Excerpted data:
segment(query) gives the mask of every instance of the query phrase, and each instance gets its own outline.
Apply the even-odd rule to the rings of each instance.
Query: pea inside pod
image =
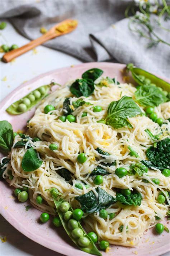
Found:
[[[80,222],[75,219],[70,219],[70,218],[68,219],[66,218],[66,214],[67,212],[69,212],[69,214],[70,214],[71,212],[72,213],[74,212],[73,209],[71,206],[70,206],[69,209],[67,209],[68,211],[66,212],[62,211],[61,209],[62,208],[62,206],[63,205],[63,203],[66,203],[66,202],[59,197],[57,199],[55,199],[54,196],[52,197],[62,225],[72,240],[82,251],[91,254],[101,256],[101,253],[91,238],[85,232]],[[74,228],[72,227],[72,226],[70,226],[70,223],[71,221],[73,222],[73,221],[76,222],[76,225]],[[73,225],[72,223],[72,224]]]
[[[156,85],[167,92],[170,92],[170,84],[163,79],[143,69],[136,67],[132,63],[128,64],[127,68],[131,71],[134,80],[140,85]]]
[[[17,115],[22,114],[35,106],[47,94],[51,87],[55,84],[52,82],[41,86],[32,91],[17,101],[11,104],[6,110],[9,114]]]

What is being asked:
Render every line of the rows above as a Markdown table with two columns, No for the line number and Text for the line itself, skipping blank lines. Leave the pictures out.

Worked answer:
| No | Text |
|---|---|
| 1 | segment(query) gives the mask of every instance of the query phrase, and each instance gets its own outline. |
| 2 | Apply the even-odd rule to the rings of each instance. |
| 3 | Query: pea inside pod |
| 4 | image = |
| 5 | Found: |
| 6 | [[[80,222],[75,219],[70,219],[70,218],[68,219],[66,218],[66,214],[67,212],[69,212],[69,214],[70,214],[71,212],[72,213],[74,212],[73,209],[71,206],[70,206],[69,209],[67,209],[68,211],[66,212],[62,211],[61,209],[62,208],[62,206],[63,205],[63,203],[66,203],[66,202],[59,197],[57,199],[55,199],[54,196],[52,197],[62,225],[72,240],[82,251],[91,254],[101,256],[101,253],[91,238],[85,232]],[[74,228],[72,227],[72,226],[70,226],[70,223],[71,221],[73,222],[73,221],[76,222],[76,225]],[[73,225],[72,223],[72,224]]] |
| 7 | [[[156,85],[167,92],[170,92],[170,84],[163,79],[143,69],[136,67],[132,63],[128,64],[127,68],[131,71],[134,80],[140,85]]] |
| 8 | [[[17,115],[22,114],[35,106],[47,94],[51,87],[55,84],[52,82],[41,86],[32,91],[17,101],[11,104],[6,110],[9,114]]] |